Information supplied:
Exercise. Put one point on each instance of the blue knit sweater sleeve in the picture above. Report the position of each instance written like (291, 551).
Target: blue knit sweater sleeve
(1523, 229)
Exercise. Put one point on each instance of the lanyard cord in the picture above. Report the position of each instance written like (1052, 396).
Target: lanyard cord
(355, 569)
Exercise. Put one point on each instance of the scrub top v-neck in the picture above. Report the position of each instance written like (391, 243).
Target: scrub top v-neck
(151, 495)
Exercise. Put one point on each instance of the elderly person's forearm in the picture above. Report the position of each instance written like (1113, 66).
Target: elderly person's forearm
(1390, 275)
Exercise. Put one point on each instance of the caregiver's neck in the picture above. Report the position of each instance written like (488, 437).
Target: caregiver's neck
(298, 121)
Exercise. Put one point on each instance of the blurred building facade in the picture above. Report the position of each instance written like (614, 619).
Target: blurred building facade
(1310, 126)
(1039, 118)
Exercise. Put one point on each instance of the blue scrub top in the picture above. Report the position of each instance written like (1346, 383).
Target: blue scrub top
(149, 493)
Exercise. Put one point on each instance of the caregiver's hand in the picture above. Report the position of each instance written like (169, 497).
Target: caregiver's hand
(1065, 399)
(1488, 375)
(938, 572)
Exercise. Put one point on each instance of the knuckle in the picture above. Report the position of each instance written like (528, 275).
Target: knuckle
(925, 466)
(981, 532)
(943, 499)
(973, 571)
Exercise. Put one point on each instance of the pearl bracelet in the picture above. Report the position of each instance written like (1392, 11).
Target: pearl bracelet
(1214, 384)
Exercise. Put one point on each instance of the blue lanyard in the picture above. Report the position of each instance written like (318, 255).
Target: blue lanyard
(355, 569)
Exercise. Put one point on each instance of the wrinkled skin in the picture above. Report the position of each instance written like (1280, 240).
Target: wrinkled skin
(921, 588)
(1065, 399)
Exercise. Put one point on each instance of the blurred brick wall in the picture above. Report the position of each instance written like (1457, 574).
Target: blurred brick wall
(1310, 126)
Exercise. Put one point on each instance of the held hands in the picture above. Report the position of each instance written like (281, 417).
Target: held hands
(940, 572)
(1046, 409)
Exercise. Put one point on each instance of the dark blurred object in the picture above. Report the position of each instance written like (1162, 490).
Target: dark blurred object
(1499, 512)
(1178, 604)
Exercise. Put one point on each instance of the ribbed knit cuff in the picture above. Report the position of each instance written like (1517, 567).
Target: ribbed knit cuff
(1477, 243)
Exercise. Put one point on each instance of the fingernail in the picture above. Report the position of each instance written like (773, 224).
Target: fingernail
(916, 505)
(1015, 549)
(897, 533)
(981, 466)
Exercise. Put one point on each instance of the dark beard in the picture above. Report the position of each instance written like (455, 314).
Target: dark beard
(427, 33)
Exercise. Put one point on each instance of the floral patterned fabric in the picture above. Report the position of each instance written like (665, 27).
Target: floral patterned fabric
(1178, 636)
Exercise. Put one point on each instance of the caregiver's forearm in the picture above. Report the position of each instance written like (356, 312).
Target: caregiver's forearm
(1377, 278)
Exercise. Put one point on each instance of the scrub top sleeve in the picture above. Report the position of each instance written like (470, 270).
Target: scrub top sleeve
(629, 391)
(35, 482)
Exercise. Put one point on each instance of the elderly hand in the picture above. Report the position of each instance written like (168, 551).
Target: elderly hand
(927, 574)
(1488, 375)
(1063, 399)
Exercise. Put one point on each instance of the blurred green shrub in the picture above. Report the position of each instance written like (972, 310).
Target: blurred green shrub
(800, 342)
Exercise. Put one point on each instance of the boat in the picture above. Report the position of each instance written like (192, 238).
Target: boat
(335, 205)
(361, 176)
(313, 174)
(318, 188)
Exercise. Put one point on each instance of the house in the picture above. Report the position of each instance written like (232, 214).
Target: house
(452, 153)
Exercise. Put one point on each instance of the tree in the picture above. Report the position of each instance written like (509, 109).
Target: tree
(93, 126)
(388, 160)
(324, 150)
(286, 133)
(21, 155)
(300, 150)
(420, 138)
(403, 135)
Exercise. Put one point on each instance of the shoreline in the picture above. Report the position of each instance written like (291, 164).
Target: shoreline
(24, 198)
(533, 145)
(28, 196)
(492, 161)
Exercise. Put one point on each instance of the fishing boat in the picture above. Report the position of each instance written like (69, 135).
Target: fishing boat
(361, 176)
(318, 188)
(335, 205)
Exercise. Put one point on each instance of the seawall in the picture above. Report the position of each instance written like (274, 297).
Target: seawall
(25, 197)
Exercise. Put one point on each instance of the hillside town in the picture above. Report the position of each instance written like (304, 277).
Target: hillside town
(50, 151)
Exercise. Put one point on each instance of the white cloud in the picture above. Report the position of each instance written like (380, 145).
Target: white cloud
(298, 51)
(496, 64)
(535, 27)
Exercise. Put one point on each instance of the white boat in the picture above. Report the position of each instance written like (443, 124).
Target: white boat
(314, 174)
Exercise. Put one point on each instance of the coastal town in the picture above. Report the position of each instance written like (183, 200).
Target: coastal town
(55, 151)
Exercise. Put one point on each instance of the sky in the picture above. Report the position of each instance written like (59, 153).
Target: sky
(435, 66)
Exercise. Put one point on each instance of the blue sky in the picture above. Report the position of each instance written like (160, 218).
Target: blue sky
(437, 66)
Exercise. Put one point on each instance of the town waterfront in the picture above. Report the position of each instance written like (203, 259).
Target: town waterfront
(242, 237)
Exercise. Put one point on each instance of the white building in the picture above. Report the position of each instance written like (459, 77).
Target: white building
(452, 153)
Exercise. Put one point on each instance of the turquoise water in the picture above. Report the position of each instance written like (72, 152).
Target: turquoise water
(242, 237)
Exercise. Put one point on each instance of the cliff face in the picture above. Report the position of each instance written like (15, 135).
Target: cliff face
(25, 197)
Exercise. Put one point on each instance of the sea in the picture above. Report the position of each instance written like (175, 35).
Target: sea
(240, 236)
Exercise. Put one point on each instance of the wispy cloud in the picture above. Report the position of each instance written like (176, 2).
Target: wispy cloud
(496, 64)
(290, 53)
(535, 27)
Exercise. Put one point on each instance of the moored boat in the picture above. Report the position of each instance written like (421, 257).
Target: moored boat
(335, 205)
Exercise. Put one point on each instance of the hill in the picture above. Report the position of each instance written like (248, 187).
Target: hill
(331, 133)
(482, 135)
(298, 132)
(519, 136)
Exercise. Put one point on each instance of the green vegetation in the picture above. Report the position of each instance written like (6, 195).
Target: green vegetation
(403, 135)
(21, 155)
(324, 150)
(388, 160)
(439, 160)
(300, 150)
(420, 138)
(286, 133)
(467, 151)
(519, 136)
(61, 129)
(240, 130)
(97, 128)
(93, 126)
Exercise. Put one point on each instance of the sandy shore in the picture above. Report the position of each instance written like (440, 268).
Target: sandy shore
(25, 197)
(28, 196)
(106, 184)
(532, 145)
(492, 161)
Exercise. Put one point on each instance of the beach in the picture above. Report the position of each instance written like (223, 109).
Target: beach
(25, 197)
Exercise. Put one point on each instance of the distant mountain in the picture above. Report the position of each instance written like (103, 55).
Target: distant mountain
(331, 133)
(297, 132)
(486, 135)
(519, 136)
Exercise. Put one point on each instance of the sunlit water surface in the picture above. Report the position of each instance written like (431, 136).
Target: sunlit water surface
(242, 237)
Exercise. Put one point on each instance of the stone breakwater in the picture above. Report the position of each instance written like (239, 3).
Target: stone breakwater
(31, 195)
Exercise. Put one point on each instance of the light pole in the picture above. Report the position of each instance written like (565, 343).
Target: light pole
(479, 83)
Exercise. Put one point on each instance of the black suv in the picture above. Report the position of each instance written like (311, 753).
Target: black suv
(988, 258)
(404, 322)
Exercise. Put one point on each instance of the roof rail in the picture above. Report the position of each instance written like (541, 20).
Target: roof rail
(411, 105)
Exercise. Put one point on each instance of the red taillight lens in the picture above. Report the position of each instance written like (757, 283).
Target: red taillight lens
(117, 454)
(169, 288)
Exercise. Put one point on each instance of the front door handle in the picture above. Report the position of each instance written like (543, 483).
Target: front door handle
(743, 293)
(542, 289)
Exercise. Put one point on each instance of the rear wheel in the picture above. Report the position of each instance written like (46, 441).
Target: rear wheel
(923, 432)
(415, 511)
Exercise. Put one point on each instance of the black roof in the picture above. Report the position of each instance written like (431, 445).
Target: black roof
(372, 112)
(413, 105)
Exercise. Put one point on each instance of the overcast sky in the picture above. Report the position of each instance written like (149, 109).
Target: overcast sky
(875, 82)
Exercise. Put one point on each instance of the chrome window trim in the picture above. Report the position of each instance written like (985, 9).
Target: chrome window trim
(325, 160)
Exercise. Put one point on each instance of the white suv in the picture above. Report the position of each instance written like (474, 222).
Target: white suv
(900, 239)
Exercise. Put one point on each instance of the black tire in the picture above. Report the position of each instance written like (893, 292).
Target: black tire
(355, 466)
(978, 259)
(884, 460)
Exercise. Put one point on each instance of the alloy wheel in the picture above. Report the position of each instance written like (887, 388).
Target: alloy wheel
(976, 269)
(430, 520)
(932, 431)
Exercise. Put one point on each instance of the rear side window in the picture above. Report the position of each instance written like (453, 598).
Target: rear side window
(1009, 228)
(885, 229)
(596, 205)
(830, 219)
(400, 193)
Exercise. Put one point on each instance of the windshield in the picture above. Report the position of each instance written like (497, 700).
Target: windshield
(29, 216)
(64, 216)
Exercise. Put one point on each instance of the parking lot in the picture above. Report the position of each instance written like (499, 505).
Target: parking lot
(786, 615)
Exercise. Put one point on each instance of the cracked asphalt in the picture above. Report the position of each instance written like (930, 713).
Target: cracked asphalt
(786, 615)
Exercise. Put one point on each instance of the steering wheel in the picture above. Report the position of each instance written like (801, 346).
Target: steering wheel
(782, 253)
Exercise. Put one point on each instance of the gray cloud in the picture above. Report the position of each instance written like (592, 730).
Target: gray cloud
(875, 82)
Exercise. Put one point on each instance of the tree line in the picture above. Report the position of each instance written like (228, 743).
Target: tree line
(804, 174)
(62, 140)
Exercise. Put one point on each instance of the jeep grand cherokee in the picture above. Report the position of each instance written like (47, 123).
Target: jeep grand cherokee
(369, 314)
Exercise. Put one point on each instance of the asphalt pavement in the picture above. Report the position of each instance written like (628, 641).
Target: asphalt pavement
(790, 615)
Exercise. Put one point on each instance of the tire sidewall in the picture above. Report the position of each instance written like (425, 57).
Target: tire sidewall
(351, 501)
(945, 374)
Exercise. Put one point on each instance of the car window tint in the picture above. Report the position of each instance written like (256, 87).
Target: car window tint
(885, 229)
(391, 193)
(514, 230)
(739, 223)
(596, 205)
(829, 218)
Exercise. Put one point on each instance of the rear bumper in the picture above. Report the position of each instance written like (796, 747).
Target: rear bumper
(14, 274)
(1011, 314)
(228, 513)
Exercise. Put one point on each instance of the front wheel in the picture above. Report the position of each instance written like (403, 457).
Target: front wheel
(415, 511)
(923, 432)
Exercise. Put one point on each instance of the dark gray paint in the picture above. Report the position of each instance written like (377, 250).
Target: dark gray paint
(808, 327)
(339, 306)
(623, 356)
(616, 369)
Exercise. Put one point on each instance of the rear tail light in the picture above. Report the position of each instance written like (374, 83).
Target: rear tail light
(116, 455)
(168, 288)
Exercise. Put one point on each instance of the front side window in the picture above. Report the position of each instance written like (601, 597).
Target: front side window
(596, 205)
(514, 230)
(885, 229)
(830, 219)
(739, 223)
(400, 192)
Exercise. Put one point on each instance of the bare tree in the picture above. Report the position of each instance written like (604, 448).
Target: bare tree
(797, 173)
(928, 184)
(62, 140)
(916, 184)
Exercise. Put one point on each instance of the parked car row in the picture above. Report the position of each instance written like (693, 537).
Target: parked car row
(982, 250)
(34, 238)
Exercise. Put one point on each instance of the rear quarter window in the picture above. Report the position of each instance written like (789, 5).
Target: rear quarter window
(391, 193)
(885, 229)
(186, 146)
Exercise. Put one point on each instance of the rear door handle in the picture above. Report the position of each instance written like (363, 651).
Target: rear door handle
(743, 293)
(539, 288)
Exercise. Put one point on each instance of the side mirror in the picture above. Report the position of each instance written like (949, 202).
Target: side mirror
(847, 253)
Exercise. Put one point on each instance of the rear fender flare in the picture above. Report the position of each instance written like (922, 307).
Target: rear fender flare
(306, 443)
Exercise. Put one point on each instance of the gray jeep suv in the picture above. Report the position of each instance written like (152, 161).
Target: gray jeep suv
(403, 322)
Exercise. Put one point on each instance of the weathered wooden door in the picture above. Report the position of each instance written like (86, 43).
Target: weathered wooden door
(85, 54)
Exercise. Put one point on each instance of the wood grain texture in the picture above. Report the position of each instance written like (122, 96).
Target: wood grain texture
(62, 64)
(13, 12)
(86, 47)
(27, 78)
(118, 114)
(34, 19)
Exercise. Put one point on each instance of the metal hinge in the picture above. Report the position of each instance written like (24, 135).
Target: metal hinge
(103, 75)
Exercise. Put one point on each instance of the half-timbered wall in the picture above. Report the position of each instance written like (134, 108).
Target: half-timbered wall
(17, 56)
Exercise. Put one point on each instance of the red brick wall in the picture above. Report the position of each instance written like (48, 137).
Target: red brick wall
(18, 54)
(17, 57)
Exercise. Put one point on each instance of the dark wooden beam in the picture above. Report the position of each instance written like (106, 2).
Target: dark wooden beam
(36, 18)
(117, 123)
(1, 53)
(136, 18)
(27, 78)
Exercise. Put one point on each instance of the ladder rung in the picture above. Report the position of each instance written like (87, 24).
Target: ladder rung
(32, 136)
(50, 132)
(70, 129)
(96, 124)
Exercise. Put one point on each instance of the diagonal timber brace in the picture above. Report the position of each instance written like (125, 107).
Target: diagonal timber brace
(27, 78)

Stated exercise:
Format the items above, from the line with "Exercise. Put one point on each instance of the wrinkled" up to and including the line with "(1477, 243)", as a two-column CSV with the columns text and answer. Give one row per item, placing its text and its answer each in a single quoted field, with every line break turned into a space.

Solved exercise:
text,answer
"Exercise. Put one point on each instance of the wrinkled skin in the picture above. Report the position of each instance written like (1280, 240). Target: wrinkled skin","(921, 588) (1065, 399)"
"Exercise. Put one point on each instance of the blurred brick wall in the picture above. Report the position of each instance written like (1457, 574). Target: blurred brick wall","(1310, 126)"
"Exercise. Put one point on each instance of the held hands in the picture above. Report the position of each instance written like (281, 417). Target: held hands","(940, 572) (1046, 409)"
"Exercise. Put one point on each instance of the dark blurred object in the picture above. Report the position of each instance written like (1162, 490). Target: dark blurred object","(1499, 512) (1178, 604)"
"Exercise. Put one point on each instance of the ribbed knit cuff in the picture above. Report the position of each instance written like (1517, 567). Target: ribbed knit cuff","(1477, 243)"